----- Data

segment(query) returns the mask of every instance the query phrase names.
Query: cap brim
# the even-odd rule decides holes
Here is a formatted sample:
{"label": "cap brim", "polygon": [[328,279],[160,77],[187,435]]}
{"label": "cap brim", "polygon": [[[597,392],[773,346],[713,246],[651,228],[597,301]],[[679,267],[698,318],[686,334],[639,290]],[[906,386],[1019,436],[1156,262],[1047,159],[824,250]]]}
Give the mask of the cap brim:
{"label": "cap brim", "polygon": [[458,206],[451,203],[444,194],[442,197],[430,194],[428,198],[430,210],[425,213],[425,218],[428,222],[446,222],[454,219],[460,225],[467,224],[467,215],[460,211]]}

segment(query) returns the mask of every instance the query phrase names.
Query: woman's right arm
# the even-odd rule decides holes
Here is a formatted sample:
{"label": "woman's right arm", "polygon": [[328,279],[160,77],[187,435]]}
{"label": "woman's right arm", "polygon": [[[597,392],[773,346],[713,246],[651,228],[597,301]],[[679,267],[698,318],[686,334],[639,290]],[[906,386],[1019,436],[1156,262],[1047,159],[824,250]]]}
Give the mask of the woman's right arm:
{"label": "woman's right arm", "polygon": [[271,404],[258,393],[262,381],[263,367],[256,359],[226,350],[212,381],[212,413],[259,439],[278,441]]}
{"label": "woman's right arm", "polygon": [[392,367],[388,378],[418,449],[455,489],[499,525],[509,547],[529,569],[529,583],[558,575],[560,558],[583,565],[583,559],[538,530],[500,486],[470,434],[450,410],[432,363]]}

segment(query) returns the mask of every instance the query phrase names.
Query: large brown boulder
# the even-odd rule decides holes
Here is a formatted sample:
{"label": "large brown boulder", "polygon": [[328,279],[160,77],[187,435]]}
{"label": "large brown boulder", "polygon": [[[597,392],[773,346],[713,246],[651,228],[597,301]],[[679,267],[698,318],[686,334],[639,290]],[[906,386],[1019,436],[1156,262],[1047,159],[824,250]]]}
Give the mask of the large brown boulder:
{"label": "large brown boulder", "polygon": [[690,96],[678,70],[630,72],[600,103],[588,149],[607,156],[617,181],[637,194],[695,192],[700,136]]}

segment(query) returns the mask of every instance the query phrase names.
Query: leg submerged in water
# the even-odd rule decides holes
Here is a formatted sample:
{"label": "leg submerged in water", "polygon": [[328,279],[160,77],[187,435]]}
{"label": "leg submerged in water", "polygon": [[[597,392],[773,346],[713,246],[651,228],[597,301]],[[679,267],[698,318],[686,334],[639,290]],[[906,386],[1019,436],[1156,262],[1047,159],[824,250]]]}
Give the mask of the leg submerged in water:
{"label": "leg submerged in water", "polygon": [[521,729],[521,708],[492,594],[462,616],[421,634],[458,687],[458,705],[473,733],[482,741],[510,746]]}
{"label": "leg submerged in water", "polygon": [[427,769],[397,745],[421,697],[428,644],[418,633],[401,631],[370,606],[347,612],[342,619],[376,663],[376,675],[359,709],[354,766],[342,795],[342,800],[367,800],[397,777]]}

----------
----- Data

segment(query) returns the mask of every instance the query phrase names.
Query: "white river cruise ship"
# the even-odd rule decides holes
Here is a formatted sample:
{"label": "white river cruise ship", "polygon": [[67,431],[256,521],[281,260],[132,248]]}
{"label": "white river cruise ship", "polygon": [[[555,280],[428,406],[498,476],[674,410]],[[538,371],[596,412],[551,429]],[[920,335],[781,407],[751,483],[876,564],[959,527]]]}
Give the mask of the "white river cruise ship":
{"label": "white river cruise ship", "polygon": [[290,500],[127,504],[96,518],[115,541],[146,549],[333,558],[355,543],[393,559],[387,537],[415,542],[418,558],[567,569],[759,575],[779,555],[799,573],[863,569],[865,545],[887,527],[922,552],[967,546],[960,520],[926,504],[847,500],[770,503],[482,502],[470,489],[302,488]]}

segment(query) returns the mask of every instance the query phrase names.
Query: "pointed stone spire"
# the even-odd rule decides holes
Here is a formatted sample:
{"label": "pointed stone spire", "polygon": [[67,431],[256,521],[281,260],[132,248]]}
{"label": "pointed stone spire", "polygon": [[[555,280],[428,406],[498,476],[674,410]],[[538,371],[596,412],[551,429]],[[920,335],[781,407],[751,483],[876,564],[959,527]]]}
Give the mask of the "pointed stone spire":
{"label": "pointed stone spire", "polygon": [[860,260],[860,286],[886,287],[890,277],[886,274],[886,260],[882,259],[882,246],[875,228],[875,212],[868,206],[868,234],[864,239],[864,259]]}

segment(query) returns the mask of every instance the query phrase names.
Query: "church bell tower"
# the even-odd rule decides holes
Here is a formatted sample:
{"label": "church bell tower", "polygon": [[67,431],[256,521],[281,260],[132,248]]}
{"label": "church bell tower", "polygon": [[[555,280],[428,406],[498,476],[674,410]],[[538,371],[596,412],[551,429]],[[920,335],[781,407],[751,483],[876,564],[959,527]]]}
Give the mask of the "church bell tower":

----------
----- Data

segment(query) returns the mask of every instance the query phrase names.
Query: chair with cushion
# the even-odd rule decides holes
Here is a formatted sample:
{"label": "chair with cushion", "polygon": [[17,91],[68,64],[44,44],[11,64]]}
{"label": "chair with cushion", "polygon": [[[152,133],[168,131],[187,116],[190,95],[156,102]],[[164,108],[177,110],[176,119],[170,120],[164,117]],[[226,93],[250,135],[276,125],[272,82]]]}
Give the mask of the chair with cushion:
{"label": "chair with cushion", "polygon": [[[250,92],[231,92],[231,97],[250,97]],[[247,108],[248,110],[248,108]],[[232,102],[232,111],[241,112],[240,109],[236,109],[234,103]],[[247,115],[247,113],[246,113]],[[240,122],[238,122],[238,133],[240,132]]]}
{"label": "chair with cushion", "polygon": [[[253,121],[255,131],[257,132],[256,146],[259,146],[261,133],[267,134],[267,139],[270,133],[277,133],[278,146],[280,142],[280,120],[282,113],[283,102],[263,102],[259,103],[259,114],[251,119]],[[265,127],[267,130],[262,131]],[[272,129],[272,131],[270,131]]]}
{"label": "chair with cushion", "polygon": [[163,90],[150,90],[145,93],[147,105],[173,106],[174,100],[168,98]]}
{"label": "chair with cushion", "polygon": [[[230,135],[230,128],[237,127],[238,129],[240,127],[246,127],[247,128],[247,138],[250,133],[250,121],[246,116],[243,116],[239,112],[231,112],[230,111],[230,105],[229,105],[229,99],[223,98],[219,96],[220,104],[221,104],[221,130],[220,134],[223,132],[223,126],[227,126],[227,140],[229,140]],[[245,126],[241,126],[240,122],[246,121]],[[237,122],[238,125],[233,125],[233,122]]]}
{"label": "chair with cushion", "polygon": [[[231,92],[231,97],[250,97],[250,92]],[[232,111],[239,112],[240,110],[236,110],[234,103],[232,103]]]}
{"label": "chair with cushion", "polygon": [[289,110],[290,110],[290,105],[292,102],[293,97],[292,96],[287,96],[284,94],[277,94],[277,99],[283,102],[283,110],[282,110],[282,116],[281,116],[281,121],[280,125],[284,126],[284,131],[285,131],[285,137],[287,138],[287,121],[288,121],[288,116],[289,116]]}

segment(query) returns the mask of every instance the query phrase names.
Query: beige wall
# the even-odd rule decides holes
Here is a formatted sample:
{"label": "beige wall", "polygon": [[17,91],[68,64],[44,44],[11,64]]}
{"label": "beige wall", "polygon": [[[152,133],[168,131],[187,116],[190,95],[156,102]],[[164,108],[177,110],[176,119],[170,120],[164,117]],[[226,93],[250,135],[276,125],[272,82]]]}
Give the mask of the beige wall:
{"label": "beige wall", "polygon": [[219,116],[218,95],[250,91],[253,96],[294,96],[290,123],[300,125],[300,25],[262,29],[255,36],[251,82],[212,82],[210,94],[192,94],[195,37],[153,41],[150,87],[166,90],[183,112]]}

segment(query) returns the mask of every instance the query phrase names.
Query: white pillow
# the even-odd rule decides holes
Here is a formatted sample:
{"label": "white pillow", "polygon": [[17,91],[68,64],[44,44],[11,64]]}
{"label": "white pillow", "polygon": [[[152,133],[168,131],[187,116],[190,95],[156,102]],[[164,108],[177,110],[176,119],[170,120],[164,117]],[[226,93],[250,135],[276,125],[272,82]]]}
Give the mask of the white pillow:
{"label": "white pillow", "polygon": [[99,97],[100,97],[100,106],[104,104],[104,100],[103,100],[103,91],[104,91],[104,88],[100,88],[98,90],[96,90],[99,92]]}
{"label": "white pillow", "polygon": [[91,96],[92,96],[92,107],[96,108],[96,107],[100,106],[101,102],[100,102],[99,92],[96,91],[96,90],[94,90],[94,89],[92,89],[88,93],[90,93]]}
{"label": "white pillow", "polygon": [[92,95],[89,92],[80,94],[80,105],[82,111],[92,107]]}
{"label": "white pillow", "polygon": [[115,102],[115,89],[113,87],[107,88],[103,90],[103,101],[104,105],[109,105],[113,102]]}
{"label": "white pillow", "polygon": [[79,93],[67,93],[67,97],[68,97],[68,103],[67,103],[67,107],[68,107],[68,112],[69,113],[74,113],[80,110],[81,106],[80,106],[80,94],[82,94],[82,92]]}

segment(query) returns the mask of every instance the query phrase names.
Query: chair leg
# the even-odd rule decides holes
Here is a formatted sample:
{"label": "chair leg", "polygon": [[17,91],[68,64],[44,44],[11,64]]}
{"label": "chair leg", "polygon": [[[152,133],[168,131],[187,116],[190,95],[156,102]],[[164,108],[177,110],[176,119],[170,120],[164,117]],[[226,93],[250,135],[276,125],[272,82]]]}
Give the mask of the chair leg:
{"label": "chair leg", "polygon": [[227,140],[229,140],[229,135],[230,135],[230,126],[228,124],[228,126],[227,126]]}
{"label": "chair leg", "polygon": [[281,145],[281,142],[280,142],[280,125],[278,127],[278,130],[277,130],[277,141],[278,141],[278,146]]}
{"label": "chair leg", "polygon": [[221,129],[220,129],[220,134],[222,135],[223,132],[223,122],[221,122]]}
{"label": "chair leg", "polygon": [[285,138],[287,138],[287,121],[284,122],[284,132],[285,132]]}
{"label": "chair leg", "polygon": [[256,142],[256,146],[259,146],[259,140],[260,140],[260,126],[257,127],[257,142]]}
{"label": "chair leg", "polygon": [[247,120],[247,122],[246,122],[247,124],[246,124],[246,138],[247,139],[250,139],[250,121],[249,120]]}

----------

**Brief**. How many lines in the entries above contain the string "stone"? Give only the number.

**Result of the task**. 5